- **Short problem**: List every line in the records below that contains the string "blazer", matching case exactly.
** begin Extracted material **
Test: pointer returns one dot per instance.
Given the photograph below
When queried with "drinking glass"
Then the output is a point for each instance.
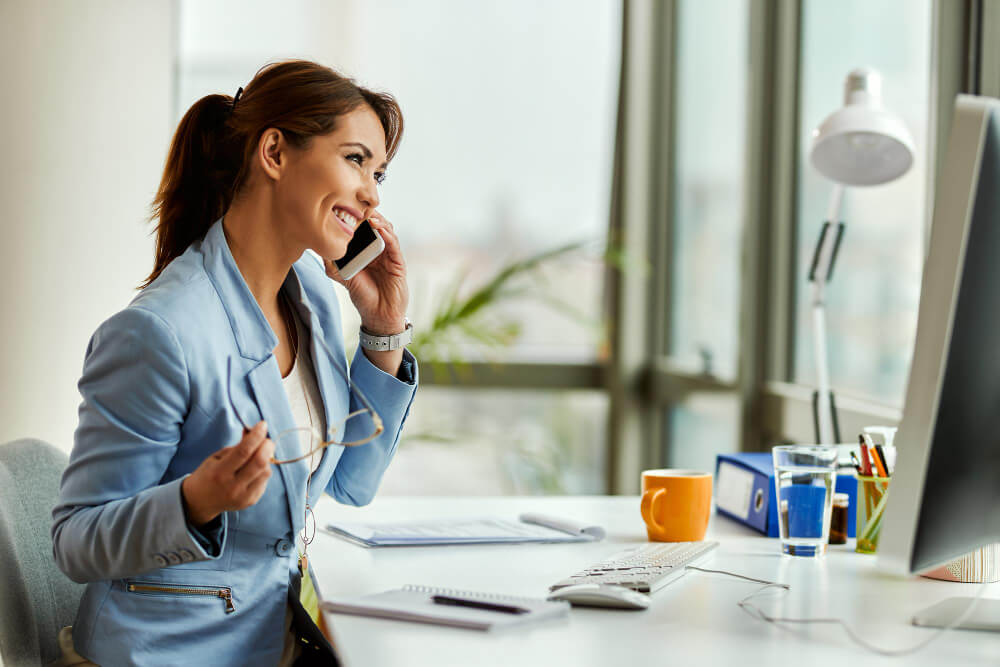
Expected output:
(804, 479)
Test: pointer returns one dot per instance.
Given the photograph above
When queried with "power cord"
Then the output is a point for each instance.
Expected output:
(778, 621)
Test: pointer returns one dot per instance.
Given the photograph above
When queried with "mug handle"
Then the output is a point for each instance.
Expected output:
(649, 500)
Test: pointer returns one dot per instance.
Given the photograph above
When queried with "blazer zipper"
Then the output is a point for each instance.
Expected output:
(224, 593)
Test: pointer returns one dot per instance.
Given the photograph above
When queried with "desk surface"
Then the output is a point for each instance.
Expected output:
(692, 621)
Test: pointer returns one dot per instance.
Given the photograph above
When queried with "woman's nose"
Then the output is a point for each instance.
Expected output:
(368, 193)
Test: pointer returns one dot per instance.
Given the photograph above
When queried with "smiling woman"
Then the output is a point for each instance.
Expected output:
(230, 364)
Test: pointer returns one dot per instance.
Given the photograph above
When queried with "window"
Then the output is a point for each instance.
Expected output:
(709, 173)
(709, 178)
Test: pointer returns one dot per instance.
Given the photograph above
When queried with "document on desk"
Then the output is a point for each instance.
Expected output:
(528, 528)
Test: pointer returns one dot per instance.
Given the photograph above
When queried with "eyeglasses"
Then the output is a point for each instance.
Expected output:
(317, 444)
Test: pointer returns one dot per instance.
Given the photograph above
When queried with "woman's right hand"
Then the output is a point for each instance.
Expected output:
(233, 478)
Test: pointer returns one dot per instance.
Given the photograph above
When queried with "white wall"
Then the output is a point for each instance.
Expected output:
(86, 114)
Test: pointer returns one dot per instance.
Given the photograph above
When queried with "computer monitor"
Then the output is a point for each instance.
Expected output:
(944, 500)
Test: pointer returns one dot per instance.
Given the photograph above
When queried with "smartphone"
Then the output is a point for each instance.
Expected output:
(365, 246)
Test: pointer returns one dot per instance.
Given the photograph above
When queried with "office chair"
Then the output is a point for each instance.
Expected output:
(36, 598)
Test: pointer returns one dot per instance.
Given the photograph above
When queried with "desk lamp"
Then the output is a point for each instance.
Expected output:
(860, 144)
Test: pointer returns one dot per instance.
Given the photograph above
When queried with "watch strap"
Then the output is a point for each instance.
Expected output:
(370, 341)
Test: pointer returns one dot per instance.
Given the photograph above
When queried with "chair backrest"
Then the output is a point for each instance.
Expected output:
(36, 598)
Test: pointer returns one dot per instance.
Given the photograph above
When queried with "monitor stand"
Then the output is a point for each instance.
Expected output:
(986, 615)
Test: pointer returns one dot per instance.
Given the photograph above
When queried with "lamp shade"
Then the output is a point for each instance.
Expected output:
(862, 143)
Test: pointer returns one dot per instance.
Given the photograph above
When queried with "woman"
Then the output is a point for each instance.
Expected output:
(231, 355)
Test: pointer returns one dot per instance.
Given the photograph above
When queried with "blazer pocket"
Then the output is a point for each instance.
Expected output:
(224, 593)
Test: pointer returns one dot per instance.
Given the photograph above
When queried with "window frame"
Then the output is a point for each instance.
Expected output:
(643, 382)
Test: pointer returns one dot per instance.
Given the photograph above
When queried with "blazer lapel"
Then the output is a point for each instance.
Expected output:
(255, 341)
(332, 387)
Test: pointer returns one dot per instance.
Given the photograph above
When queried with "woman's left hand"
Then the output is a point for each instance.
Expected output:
(379, 291)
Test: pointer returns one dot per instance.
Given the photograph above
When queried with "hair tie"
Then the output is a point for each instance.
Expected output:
(236, 98)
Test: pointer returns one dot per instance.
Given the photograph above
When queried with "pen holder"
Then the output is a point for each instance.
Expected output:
(872, 495)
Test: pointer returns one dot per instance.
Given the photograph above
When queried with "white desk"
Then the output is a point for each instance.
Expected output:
(693, 621)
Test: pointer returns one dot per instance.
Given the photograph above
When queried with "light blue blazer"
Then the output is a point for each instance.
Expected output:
(154, 407)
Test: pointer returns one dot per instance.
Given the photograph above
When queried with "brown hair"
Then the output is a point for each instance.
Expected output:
(214, 143)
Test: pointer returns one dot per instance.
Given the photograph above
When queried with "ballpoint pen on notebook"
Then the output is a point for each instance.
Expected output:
(478, 604)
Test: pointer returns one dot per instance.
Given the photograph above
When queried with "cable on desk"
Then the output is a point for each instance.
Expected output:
(740, 576)
(777, 621)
** end Extracted material **
- **Written response**:
When queried with "blazer zipper"
When queried with "blazer pocket"
When queried with "blazer lapel"
When queried with "light blue blazer"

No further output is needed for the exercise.